**PASSAGE GIVEN**:
#####

University Paris Diderot,
Room Kandinsky, 631B*,
9.30 am – 6 pm




PROGRAM


1) Jerry Lipka & David Koester (Fairbanks University)

  • The Project “Math in a Cultural Context” (Yup’ik/Yupiaq, Alaska)
    We situate the development of curriculum materials and a pedagogical approach within a long-term collaborative relationship with Yupiaq elders and expert Yupiaq teachers. Joint analyses of everyday activities revealed an underlying set of mathematical principles that guides those activities. The key concepts of qukaq (center), halving, symmetry, measuring, and verifying are the cultural and mathematical generative concepts. We also share our evolving understanding with examples of curriculum development at different stages of our work as well as an appreciation of our insider/outsider research group and how Yupiaq knowledge emerged from discussions, demonstrations, visual representation and translation, and how this knowledge continues to evolve and grow.
    • References:
    • Lipka, J. (1991). Toward a culturally based pedagogy: A case study of one Yup’ik Eskimo teacher. Anthropology & Education Quarterly, 22(3), 203-223.
    • Lipka, J., with Mohatt, G. V, and the Ciulistet group. (1998). Transforming the culture of schools: Yup’ik Eskimo examples. New York: Routledge.

#####

**RECORD LIST**:
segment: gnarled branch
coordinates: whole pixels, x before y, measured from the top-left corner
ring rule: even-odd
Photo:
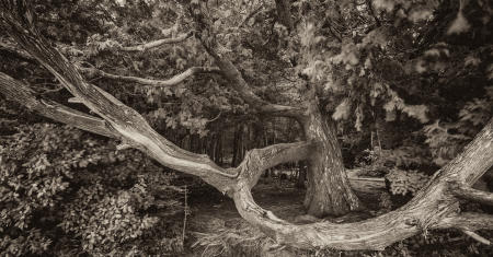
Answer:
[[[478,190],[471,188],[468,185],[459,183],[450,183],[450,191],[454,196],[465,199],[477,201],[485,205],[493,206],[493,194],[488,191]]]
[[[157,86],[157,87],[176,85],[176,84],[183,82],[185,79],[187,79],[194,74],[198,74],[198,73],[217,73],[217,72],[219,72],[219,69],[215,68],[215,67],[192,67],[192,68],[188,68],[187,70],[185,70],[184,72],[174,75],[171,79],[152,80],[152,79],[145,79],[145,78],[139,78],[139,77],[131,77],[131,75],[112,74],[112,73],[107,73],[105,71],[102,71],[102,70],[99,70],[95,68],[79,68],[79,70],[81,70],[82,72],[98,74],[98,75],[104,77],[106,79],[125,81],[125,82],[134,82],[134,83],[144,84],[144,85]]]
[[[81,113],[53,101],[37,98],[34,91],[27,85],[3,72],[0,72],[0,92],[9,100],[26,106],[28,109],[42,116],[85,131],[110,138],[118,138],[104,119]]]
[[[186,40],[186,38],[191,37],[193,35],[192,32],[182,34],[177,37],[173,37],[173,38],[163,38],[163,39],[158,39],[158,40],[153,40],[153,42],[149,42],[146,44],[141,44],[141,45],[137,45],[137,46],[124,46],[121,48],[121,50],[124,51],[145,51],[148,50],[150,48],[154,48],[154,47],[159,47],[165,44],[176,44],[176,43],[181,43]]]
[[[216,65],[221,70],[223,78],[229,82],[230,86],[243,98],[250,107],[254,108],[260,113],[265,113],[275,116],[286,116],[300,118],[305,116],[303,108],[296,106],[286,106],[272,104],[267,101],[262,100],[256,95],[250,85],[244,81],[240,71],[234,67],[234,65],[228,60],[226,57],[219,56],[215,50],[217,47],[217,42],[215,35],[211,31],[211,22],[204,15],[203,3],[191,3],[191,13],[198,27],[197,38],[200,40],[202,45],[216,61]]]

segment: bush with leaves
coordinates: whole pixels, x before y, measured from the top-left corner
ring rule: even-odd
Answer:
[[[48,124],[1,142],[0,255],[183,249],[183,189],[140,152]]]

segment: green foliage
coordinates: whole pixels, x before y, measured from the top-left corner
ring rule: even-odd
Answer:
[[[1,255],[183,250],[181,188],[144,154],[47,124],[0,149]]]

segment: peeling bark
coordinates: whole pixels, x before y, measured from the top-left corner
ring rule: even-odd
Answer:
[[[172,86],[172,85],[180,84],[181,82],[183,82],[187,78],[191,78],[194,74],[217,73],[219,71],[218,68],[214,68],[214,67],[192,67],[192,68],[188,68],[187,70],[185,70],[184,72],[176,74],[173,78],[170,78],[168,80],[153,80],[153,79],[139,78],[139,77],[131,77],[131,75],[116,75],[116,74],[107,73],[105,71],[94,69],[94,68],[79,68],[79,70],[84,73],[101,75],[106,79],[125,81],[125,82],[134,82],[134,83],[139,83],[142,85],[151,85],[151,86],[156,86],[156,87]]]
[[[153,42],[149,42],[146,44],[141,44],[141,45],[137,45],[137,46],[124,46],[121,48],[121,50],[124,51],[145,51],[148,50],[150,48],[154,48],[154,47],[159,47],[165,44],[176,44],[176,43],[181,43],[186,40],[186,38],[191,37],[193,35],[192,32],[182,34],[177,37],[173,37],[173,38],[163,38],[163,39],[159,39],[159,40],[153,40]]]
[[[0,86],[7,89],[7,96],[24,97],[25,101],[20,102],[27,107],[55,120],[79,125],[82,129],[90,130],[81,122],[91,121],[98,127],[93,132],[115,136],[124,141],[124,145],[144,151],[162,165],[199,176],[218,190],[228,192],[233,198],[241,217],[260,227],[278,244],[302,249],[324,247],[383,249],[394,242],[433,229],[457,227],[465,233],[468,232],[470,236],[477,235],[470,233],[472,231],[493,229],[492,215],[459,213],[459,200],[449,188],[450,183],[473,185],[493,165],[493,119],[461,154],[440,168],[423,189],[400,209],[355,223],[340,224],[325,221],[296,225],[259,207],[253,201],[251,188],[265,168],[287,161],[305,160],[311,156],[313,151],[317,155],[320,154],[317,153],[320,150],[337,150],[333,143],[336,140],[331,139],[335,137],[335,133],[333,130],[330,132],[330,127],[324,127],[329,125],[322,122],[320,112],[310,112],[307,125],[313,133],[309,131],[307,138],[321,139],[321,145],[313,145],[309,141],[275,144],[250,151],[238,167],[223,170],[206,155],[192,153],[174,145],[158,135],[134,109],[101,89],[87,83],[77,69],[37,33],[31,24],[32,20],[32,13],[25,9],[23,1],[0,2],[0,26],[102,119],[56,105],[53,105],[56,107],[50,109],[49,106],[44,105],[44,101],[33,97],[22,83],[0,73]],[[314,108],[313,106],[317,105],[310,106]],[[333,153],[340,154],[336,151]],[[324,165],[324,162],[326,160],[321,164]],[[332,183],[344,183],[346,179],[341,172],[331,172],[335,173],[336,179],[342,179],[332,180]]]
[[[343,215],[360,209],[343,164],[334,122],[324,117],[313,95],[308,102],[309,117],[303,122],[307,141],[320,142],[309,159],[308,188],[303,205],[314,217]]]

#####

**YOUR OBJECTIVE**: Rewrite the workshop program starting with "1) Jerry Lipka" and going on through "evolve and grow.", putting "community members" wherever "elders" appears. You won't need the entries for this.

**COMPLETE OUTPUT**:
1) Jerry Lipka & David Koester (Fairbanks University)

  • The Project “Math in a Cultural Context” (Yup’ik/Yupiaq, Alaska)
    We situate the development of curriculum materials and a pedagogical approach within a long-term collaborative relationship with Yupiaq community members and expert Yupiaq teachers. Joint analyses of everyday activities revealed an underlying set of mathematical principles that guides those activities. The key concepts of qukaq (center), halving, symmetry, measuring, and verifying are the cultural and mathematical generative concepts. We also share our evolving understanding with examples of curriculum development at different stages of our work as well as an appreciation of our insider/outsider research group and how Yupiaq knowledge emerged from discussions, demonstrations, visual representation and translation, and how this knowledge continues to evolve and grow.